──────── Task data
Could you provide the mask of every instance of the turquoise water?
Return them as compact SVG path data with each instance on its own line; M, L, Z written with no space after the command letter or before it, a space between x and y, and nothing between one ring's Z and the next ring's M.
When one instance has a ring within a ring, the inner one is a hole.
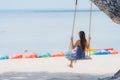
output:
M0 12L0 54L67 51L73 12ZM78 32L89 31L89 11L77 12L74 41ZM113 47L120 52L120 25L104 13L92 16L91 47Z

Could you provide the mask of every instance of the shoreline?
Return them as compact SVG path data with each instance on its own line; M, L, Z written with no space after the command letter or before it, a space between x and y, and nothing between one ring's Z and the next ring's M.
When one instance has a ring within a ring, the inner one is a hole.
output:
M0 77L6 79L14 74L17 78L27 77L25 80L30 80L29 77L33 78L31 80L35 80L34 77L42 77L41 80L96 80L113 76L119 70L119 59L120 54L92 56L91 60L74 63L73 69L67 66L69 61L65 57L0 60Z

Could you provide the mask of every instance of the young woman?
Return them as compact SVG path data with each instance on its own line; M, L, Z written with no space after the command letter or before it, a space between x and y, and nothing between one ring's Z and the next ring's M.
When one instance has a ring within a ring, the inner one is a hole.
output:
M70 59L70 68L73 68L74 60L85 58L85 51L87 51L89 48L90 38L88 39L88 41L86 40L84 31L79 32L79 38L80 39L77 40L74 44L73 37L71 37L72 49L76 48L76 52L72 54L72 58Z

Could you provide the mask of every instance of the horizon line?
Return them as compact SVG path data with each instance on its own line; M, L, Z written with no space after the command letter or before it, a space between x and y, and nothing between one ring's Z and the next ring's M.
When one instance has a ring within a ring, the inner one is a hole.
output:
M0 9L0 12L74 12L74 9ZM78 9L77 12L89 12L89 9ZM98 12L100 10L93 9Z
────────────────
Set exercise
Extract the lines above from the one containing "Could you provide the mask of every instance of the horizon" to the last line, both included, exactly as written.

Answer to this task
Could you provide the mask of every instance of the horizon line?
Return them as compact SVG path data with each instance on its own line; M, L, Z written with no space after the command letter or before it, a space between x and y, and nothing between one ring's Z and the next ring's M.
When one instance has a ring within a ring, the inner one is a hole.
output:
M0 9L0 12L74 12L74 9ZM78 9L77 12L89 12L89 9ZM98 12L100 10L93 9Z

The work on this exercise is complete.